+++ QUOTED PASSAGE +++
He was right too to point out that Boris Johnson’s main contribution to political debate recently has been to lead the charge for a cut in the top rate of tax, which surely would just been more cuts in public spending in some of the country’s most challenged areas.

Much of the political focus today will inevitably be on Mr Cameron. But how Boris handles himself when he flies in from Canada will matter too. Leadership really counts in these crisis situations.

Nobody has handled it well so far, but that matters less than how they handle it now. These are the moments that test leaders, and the public are very good at judging whether the tests are being passed.

  • Mark Wright

    If the public perceive a correlation of any restoration of law and order on the streets tonight with the return of our Prime Minister then David Cameron could well face a significant backlash as to why he did not sooner.

  • Sam

    Hello, I’ve always been a supporter of Ken and was seriously disappointed when Boris was voted in. However Ken did himself absolutely no favours on the BBC last night by harking back to his past glories and leadership, with no seeming heartfelt sympathy or constructive advice rather just a denigration of Boris – was not the time to start campaigning, pompous and out of touch not descriptors I normally connect to Ken.
    Have you come across this yet?
    http://pennyred.blogspot.com/2011/08/panic-on-streets-of-london.html

    The best attempt to catch a mood and and give a background so far, (though surprisingly Mary Riddel at The Telegraph did a good write up) a lot to do with a great writing style but also a good grasp of the background and its impact.

  • It’s got to be a two stage response:

    Firstly – ensuring the police have the resources and support they need to get back on top of law and order and publicising that those responsible are being held properly and fairly to account throughout the chain of responsibility.

    Secondly – actively listening and being seen to actively listen to those who know how to make the difference to the lives of the disaffected and developing and publicising new and real routes forward for them.

  • Chris lancashire

    Quite right that strong leadership is required. Great shame therefore that MPs have just finished removing the top echelon of the Met over the ludicrous phone hacking saga. Too much to hope that they might feel some responsibility?
+++
→ EXERCISE 1
Can you reproduce the listing, starting with the line containing "Phrase: white machine cabinet" and going on through the line containing "(1040, 594)", keeping every line (requests included) but shifting each coordinate number up by 137?
The leadership discussion and the listing are separate, unrelated material.
+++ PROVIDED RECORDS +++
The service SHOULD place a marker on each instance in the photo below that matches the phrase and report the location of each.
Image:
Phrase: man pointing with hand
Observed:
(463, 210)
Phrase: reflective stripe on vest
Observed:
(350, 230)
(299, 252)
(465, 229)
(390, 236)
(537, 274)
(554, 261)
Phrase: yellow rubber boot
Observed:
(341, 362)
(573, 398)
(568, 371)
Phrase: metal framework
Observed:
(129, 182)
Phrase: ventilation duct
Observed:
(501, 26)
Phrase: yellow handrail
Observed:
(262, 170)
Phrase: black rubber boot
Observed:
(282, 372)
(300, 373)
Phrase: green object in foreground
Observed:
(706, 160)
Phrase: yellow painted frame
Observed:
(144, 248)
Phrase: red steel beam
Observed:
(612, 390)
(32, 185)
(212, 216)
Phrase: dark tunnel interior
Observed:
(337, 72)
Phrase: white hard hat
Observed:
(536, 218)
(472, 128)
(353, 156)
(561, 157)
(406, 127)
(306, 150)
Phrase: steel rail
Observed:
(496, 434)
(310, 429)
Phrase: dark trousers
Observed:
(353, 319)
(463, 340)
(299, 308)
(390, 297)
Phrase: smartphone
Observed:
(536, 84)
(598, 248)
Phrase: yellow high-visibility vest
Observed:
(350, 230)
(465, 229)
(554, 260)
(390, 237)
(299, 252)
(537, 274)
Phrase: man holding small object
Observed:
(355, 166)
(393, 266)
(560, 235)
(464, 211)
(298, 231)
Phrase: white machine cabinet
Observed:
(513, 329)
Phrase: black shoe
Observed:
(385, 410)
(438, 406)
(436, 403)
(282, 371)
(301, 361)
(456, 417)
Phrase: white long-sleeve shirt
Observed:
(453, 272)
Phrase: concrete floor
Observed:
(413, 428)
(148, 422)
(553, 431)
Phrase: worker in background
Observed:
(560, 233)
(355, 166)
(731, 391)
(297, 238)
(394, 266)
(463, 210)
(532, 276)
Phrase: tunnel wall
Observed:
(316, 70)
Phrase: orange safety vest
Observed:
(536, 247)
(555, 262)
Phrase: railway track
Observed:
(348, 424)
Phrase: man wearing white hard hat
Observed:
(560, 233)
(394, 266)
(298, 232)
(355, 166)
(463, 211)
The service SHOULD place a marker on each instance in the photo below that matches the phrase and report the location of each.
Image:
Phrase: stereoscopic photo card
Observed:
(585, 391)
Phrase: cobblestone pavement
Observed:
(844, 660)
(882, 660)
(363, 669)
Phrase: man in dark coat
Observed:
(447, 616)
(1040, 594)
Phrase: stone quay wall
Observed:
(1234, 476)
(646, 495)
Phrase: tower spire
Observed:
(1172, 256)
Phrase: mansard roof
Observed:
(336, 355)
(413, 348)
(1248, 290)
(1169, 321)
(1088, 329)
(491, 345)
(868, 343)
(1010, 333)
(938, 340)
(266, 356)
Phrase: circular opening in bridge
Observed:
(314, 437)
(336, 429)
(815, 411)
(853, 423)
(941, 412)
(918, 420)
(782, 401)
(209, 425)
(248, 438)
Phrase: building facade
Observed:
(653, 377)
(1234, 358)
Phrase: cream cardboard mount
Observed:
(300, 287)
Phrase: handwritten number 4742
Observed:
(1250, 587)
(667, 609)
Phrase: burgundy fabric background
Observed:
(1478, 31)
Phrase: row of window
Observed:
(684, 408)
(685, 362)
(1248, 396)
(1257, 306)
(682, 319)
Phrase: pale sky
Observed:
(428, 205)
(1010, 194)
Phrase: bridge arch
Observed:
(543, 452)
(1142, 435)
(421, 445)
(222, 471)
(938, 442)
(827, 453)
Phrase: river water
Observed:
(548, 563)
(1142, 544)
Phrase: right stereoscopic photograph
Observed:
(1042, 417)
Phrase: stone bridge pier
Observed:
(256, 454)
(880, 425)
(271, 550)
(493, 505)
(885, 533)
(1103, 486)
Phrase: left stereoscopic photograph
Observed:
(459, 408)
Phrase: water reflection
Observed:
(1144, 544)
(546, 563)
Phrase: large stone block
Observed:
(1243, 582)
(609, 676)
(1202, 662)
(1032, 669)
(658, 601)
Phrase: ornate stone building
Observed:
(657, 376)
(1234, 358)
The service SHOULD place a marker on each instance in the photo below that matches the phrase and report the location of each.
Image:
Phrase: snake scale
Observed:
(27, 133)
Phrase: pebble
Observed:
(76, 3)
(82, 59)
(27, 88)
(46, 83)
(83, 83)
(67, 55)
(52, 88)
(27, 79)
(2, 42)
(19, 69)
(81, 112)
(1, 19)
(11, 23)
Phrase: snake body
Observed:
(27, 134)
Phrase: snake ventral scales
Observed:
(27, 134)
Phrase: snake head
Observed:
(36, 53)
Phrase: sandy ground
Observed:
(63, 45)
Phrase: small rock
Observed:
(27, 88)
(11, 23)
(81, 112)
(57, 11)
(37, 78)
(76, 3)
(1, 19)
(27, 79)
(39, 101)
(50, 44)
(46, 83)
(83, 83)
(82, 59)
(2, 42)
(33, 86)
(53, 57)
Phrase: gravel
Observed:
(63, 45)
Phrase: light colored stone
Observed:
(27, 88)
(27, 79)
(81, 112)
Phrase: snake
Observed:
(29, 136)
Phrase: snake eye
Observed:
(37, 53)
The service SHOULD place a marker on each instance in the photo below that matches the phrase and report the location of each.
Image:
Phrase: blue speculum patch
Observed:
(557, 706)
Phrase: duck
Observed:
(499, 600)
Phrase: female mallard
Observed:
+++
→ EXERCISE 2
Can you carry the leadership discussion on from the point where it stops?

→ ANSWER 1
Phrase: white machine cabinet
Observed:
(650, 466)
Phrase: black shoe
Observed:
(522, 547)
(575, 543)
(573, 540)
(419, 508)
(438, 498)
(593, 554)
Phrase: white long-sleeve shirt
Observed:
(590, 409)
Phrase: concrete floor
Observed:
(550, 565)
(285, 559)
(690, 568)
Phrase: worker in background
Observed:
(697, 370)
(492, 303)
(868, 528)
(434, 375)
(531, 403)
(600, 347)
(669, 413)
Phrase: tunnel wall
Observed:
(453, 207)
Phrase: orange safety vest
Observed:
(673, 384)
(692, 399)
Phrase: railway track
Observed:
(485, 561)
Phrase: man wearing white hard hat
Observed:
(697, 370)
(531, 403)
(435, 369)
(492, 303)
(600, 348)
The service SHOULD place a marker on each instance in the photo below that matches the phrase and report the location of each.
Image:
Phrase: stereoscopic photo card
Observed:
(722, 528)
Phrase: cobblestone pavement
Observed:
(981, 797)
(1019, 797)
(500, 806)
Phrase: man in dark coat
Observed:
(584, 753)
(1177, 731)

→ ANSWER 2
  • ambrosian

    Although I’ve followed these events closely I seem to have missed those people who have been claiming that rioting and looting is acceptable behaviour. Maybe I’d left the TV to make a cup of tea. For someone must have been saying this. How else to explain the ceaseless stream of politicians and public figures angrily asserting that this is “totally unacceptable”?

    They are quite right of course and how sensible to recall Parliament so that several hundred MPs can get up on their hind legs to say how totally unacceptable it is, how strongly they condemn it and that there can be no excuses. But I fear that before the end of Thursday the tsunami of truisms, cant and hypocrisy will have caused me to snap and trash my own house before calling the police to have myself arrested.

  • Holby18

    I thought Ken Livingstone was old, tired and totally out of touch with the public last night.  We really did not want to know about his glory days and his seeking to make political capital out of a dreadful situation. He insulted his audience as he could not persuade us that those on the streets were the ones who went to youth clubs and contributed to their communities. We have had years of pumping money into alienated communities and it has not achieved much.  We have tied the hands of the police with political correctness gone mad.   They were told to hold the line rather than tackle the looting.  It would not do to use batons or water canons on youths regardless of their activities.  They would have the support of the public but not politicans..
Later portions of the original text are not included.